*** Block opens ***
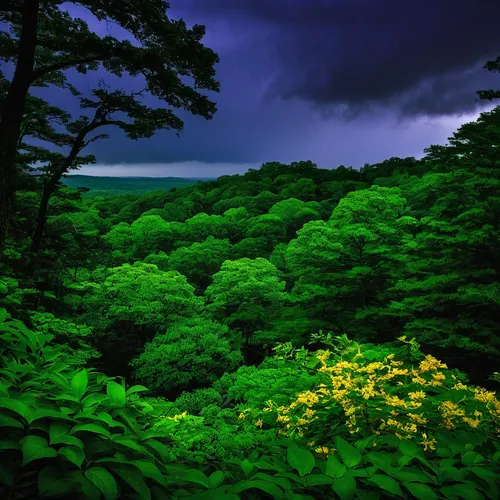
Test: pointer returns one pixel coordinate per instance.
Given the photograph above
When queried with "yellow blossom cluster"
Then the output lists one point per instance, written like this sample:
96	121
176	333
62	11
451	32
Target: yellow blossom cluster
373	396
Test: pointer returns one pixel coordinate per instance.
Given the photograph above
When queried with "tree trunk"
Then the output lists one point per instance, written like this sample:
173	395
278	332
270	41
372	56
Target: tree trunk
48	189
13	106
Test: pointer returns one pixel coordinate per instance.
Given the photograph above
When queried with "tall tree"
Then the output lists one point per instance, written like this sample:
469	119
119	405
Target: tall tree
43	40
144	122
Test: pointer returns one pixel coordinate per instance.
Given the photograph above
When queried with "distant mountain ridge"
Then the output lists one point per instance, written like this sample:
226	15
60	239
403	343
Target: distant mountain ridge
112	186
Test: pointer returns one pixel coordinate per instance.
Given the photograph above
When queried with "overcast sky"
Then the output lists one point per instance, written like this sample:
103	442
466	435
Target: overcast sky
332	81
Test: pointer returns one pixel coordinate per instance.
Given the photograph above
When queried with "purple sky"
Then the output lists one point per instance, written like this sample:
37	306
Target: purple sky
332	81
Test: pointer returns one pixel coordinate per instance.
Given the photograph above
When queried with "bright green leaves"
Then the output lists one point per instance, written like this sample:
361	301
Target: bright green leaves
*** Block closes ***
◆ Problem details: The material shown above is to be repeated verbatim, and its pictures are to be omitted.

◆ Exercise output:
Test: pointer returns one pixel coordinate per instance.
Given the photograph above
When queried with "yellow blossom cluster"
Then the output lists one point per instance, written like this sample:
96	121
176	333
62	11
451	32
Target: yellow blossom cluster
373	396
Test: pointer returns one pixel coordinate per instance.
Given the photograph above
When queried with "tree trunk"
Then the output lists one point per instance, written like this sample:
173	395
278	332
270	41
372	56
Target: tree trunk
48	189
13	106
Test: pointer returns one pixel coordinate per instance.
Given the photograph above
When queried with "tall tree"
Then the output lists one point per instance, written like this sample:
469	119
119	405
Target: tall tree
43	40
144	122
Test: pointer returns one pixel coordinate per instance.
Given the photograph above
When queried with "distant mountain ridge"
Then the output lists one point per instance, written like this sample:
226	15
60	239
403	343
Target: distant mountain ridge
112	186
Test: pointer returns one pixel coordinate per instance.
Given the photograph above
When queried with "overcast sky"
Then the output lists one point per instance, written like this sample:
103	442
466	435
Target: overcast sky
332	81
Test: pointer returns one pixel coordinate per instance.
Given the photograph above
When queried with "purple sky"
Then the output lists one point per instance, written like this sample:
37	306
Target: purple sky
332	81
Test: pointer returns one pixel coordinate per instance.
Given the photograph above
When queried with "bright green leaves"
Then the output lists one point per instance, written like this sample:
361	301
Target: bright green leaves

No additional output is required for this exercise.